§ **Aim of the task**:
Extract every item below word for word, and leave the pictures out.

§ **Data entries**:
□ □ □ □ □
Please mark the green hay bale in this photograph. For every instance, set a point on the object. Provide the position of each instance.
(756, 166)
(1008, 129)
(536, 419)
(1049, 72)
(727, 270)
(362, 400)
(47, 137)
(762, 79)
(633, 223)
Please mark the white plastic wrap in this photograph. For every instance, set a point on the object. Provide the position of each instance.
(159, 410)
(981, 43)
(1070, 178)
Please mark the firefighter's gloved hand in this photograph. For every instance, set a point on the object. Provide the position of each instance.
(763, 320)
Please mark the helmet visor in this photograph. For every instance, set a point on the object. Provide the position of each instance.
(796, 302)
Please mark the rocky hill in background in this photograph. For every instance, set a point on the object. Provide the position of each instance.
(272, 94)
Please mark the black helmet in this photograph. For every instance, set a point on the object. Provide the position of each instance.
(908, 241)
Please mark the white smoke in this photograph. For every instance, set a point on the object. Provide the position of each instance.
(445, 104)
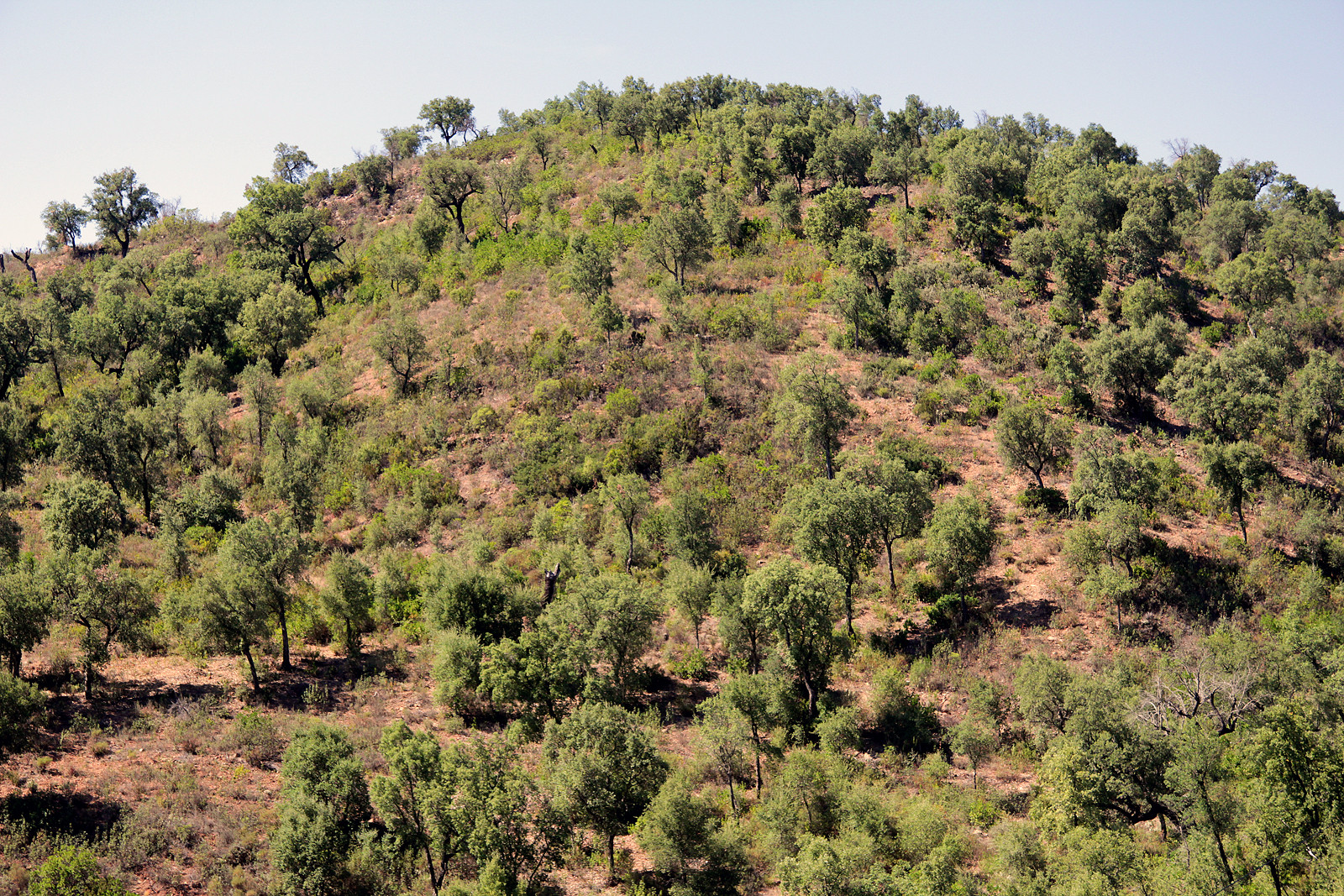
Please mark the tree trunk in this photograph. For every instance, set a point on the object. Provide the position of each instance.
(629, 551)
(848, 607)
(284, 638)
(55, 371)
(252, 667)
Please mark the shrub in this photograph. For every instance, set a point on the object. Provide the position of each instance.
(257, 738)
(73, 871)
(898, 715)
(457, 669)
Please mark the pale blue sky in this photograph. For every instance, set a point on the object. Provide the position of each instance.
(195, 94)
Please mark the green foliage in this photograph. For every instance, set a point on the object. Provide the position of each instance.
(64, 222)
(1236, 470)
(801, 605)
(484, 605)
(73, 871)
(613, 617)
(1032, 439)
(678, 241)
(1132, 362)
(121, 206)
(687, 841)
(281, 234)
(324, 799)
(81, 513)
(257, 738)
(349, 600)
(837, 527)
(958, 539)
(457, 669)
(813, 406)
(273, 324)
(605, 770)
(259, 559)
(900, 716)
(837, 211)
(400, 343)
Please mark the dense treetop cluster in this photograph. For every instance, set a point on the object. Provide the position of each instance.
(793, 490)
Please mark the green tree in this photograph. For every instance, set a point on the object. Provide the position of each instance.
(835, 526)
(349, 598)
(801, 605)
(261, 394)
(504, 186)
(1226, 396)
(685, 837)
(400, 343)
(449, 181)
(960, 539)
(813, 406)
(121, 207)
(866, 255)
(475, 600)
(690, 527)
(678, 241)
(1034, 439)
(976, 739)
(757, 699)
(615, 617)
(24, 613)
(261, 559)
(628, 496)
(280, 233)
(273, 324)
(620, 201)
(1253, 282)
(837, 210)
(93, 593)
(604, 768)
(450, 117)
(414, 799)
(725, 738)
(1132, 362)
(230, 616)
(690, 589)
(73, 871)
(543, 669)
(1234, 470)
(64, 222)
(589, 266)
(293, 466)
(1108, 473)
(324, 801)
(793, 147)
(900, 501)
(20, 703)
(1316, 402)
(81, 513)
(743, 622)
(898, 167)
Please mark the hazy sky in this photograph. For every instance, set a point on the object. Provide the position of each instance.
(194, 94)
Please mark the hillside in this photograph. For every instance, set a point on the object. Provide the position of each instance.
(711, 488)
□ □ □ □ □
§ **Answer below**:
Please mark the green hay bale in this photograph. For every instance, set a point on the object. Provide the position of each instance.
(756, 166)
(1008, 129)
(536, 419)
(1049, 72)
(727, 270)
(362, 400)
(47, 137)
(762, 79)
(633, 223)
Please mark the white plastic wrap in this photograph. For every instance, set a point on the object. Provide the position of each instance.
(159, 410)
(981, 43)
(1070, 178)
Please mark the firefighter's gloved hand in this photograph. For every instance, set a point on the object. Provide the position of each instance.
(763, 320)
Please mark the helmet visor in this photograph. For every instance, set a point on the object. Provide the position of each instance.
(796, 302)
Please mark the rocky hill in background in this photograph. For every instance, set a point on the object. Provide the position of each instance.
(272, 94)
Please mark the black helmet in this photograph. For every instance, set a point on the object. Provide the position of each instance.
(908, 241)
Please mark the white smoke in this photograph. For every instance, set a point on the object. Provide the position of each instance.
(445, 104)
Please mark the tree trunk in this photograph. For every instance, set a point on the object. Provide the position of each instance.
(629, 551)
(848, 607)
(284, 638)
(55, 371)
(252, 667)
Please mark the shrub in this photograph. For every instance, set a point on the object. Provide the position of each instance.
(257, 738)
(73, 871)
(898, 715)
(457, 669)
Please mark the pale blue sky in this photograph. For every instance, set a point on the object. Provide the position of each instance.
(195, 94)
Please mark the green foliage in this photograph. For every instance, set a point on the object. Provide the position of each instance.
(64, 222)
(1236, 470)
(801, 605)
(484, 605)
(73, 871)
(613, 617)
(1032, 439)
(678, 241)
(1132, 362)
(121, 206)
(687, 841)
(281, 234)
(324, 799)
(81, 513)
(257, 738)
(349, 600)
(837, 527)
(958, 539)
(457, 669)
(813, 406)
(273, 324)
(605, 770)
(259, 559)
(900, 716)
(837, 211)
(400, 343)
Please mark the dense treetop cluster in this photograph. For every instance, set a point on the object. Provide the position of each instance.
(793, 490)
Please mark the green tree in this photograph. For every instance, set a point on the object. Provide the position of each instance.
(835, 526)
(349, 598)
(801, 605)
(261, 394)
(504, 186)
(1226, 396)
(685, 837)
(400, 343)
(449, 181)
(960, 539)
(813, 406)
(121, 207)
(866, 255)
(475, 600)
(690, 527)
(678, 241)
(1034, 439)
(976, 739)
(757, 699)
(615, 617)
(24, 613)
(261, 559)
(628, 496)
(280, 233)
(273, 324)
(620, 201)
(1253, 282)
(837, 210)
(93, 593)
(604, 768)
(450, 117)
(414, 799)
(725, 738)
(1132, 362)
(230, 616)
(690, 589)
(73, 871)
(543, 669)
(1234, 470)
(64, 222)
(589, 266)
(293, 466)
(1108, 473)
(324, 801)
(793, 147)
(900, 501)
(20, 703)
(1316, 402)
(81, 513)
(743, 622)
(898, 167)
Please mark the hazy sky in this photograph. For every instance, set a point on the object. Provide the position of each instance.
(194, 94)
Please mark the hillside in this photograph. For every instance, set a point on the object. Provide the position of each instance.
(711, 488)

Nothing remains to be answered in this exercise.